# DOCUMENT EXCERPT
Zero WAF stand but cheap.
Posted by: John Luckins on 22 February 2002
You may be interested in the stands which are home made and very simple and cheap. Each costs about £10 and is made from 25mmsq or 50mmsq pinesections with spikes fitted to the underside. All bits apart from the spikes can be found in B&Q. I found the sound a great improvement upon a target stand and a Russ Andrews Torlyte stand. I tried various materials for top plates first, MDF, Aluminium sheet, Torlyte, hardwood but kept on coming back to pine as sounding best. The structure is not held together with any screws but relies upon friction and the weight of the components. What gave me the idea was the Isoblue, which is so very simple yet seems to do a good job.
When I have the time I will give out the details and you can try it yourself. Comments welcome and I'm sorry about the untidiness.
John
quote:
All bits apart from the spikes can be found in B&Q
All bits? It looks like four pieces of wood, and ... er ... four spikes. Did you use any glue?
Thomas
Andrew
Andrew Randle
Currently in the "Linn Binn"

# DATA SHOWN
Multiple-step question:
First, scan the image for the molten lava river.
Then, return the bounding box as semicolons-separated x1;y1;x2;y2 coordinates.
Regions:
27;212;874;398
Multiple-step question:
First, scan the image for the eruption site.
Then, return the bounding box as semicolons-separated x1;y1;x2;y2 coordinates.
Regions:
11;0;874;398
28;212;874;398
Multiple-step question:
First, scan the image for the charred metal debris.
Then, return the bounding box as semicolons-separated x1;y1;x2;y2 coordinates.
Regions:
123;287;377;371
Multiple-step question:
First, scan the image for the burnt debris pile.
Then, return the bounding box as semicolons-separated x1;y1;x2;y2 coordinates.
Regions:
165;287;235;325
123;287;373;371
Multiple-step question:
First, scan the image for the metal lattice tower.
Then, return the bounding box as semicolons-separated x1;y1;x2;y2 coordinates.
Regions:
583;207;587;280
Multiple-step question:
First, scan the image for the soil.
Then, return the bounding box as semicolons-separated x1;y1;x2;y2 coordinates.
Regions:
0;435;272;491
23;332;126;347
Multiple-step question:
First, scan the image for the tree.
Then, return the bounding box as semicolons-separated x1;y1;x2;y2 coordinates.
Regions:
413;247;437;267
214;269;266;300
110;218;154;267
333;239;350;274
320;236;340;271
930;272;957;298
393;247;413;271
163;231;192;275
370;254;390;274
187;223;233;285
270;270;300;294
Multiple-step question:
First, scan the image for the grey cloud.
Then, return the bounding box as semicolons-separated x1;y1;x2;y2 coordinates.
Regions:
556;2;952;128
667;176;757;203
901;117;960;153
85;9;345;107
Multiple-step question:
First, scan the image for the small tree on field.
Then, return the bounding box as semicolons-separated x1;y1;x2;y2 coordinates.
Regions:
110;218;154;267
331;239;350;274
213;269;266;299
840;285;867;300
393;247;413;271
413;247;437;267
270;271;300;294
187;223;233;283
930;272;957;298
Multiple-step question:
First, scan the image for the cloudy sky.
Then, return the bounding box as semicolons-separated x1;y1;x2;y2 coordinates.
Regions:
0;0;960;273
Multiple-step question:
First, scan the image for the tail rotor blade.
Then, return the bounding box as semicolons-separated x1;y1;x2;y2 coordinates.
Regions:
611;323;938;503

# GOAL OF THE EXERCISE
Rewrite the forum post about the homemade stand between "Posted by: John" and "about the untidiness.", inclusive, with "hardwood" changed to "oak".

# FINISHED EXERCISE
Posted by: John Luckins on 22 February 2002
You may be interested in the stands which are home made and very simple and cheap. Each costs about £10 and is made from 25mmsq or 50mmsq pinesections with spikes fitted to the underside. All bits apart from the spikes can be found in B&Q. I found the sound a great improvement upon a target stand and a Russ Andrews Torlyte stand. I tried various materials for top plates first, MDF, Aluminium sheet, Torlyte, oak but kept on coming back to pine as sounding best. The structure is not held together with any screws but relies upon friction and the weight of the components. What gave me the idea was the Isoblue, which is so very simple yet seems to do a good job.
When I have the time I will give out the details and you can try it yourself. Comments welcome and I'm sorry about the untidiness.